== Record set

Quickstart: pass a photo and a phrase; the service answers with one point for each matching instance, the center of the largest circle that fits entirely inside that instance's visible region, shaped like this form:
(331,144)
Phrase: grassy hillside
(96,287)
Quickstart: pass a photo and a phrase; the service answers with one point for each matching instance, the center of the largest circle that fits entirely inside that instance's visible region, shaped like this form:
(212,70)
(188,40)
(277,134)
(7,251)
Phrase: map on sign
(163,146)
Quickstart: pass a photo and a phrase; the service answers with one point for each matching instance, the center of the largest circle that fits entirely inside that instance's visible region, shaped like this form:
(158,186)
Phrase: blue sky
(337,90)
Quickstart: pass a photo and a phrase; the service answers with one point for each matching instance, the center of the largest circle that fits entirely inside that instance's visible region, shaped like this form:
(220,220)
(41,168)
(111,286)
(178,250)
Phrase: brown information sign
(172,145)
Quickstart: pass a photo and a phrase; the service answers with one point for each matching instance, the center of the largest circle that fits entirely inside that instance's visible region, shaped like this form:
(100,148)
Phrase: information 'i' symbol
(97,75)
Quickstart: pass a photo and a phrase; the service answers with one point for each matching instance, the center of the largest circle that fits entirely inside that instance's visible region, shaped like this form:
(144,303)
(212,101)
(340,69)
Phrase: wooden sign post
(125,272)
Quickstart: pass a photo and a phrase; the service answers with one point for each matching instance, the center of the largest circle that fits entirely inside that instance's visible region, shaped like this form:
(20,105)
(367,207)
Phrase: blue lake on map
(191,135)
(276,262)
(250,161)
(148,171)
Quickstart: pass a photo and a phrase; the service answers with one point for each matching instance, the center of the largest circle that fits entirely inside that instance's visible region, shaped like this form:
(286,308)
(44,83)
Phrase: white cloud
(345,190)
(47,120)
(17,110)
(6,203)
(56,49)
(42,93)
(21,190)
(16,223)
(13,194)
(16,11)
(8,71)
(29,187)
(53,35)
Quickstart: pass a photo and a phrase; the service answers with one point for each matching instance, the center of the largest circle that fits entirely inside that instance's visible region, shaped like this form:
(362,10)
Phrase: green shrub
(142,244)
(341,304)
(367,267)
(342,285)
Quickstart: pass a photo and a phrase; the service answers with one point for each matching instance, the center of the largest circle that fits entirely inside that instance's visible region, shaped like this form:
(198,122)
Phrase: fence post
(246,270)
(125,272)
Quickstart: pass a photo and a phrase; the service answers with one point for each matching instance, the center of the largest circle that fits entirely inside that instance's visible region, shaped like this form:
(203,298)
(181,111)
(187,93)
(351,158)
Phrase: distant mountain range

====

▶ Work item
Would you write the records out again, word for word?

▶ Answer to the exercise
Quickstart: pass a photo and a phrase; the service answers with one point for each matching instance, the center of the largest circle that fits entirely inside that instance's visible region, shaped like this form:
(331,144)
Phrase: grassy hillside
(96,287)
Quickstart: pass a photo and a phrase; the service answers with one point for each matching instance, the center of the largest circle that fits entirely inside that instance's visible region, shaped like this form:
(212,70)
(188,40)
(277,134)
(7,251)
Phrase: map on sign
(163,146)
Quickstart: pass a photo and a phrase; the service answers with one point for each matching instance, the center of the largest circle that fits entirely inside that instance's visible region, shaped like this form:
(158,186)
Phrase: blue sky
(337,90)
Quickstart: pass a photo and a phrase; the service answers with one point for each matching instance, the center of the largest circle that fits entirely inside that instance's visible region, shaped like this form:
(220,220)
(41,168)
(111,286)
(178,250)
Phrase: brown information sign
(172,145)
Quickstart: pass a photo and a phrase; the service answers with one point for each matching instance, the center of the largest circle that fits entirely inside that instance's visible region, shaped like this form:
(100,148)
Phrase: information 'i' symbol
(97,75)
Quickstart: pass a photo and a phrase; the service answers with one point for each matching instance, the center of the largest circle that fits entirely inside that instance's visible region, shaped like this form:
(144,303)
(212,101)
(340,69)
Phrase: wooden sign post
(125,272)
Quickstart: pass a photo and a phrase; the service answers with one point for each matching instance, the center of the largest circle that fits entirely inside that instance's visible region, shaped like this form:
(20,105)
(367,207)
Phrase: blue lake on map
(191,135)
(276,262)
(250,161)
(148,171)
Quickstart: pass a photo and a phrase; the service answers with one point for each matching instance, the center of the largest circle that fits entirely inside that instance's visible region, shaped like this form:
(286,308)
(44,83)
Phrase: white cloud
(345,190)
(47,120)
(17,110)
(6,203)
(56,49)
(42,93)
(21,190)
(16,223)
(13,194)
(16,11)
(8,71)
(29,187)
(53,35)
Quickstart: pass a photo and a phrase; the service answers with one point for each matching instance, the center of the largest circle that fits entirely inside that instance's visible region, shaped like this form:
(362,10)
Phrase: green shrub
(142,244)
(341,304)
(367,267)
(342,285)
Quickstart: pass a photo and a phrase; the service answers with one point for each matching instance, the center of the largest circle that fits entirely inside that instance's visible region, shaped like this form:
(198,122)
Phrase: fence post
(246,270)
(125,272)
Quickstart: pass a photo and a phrase; the service answers with one point for each matching instance, the center of the largest circle that fits entirely inside that instance's visible region, shaped like this form:
(203,298)
(181,111)
(187,93)
(351,158)
Phrase: distant mountain range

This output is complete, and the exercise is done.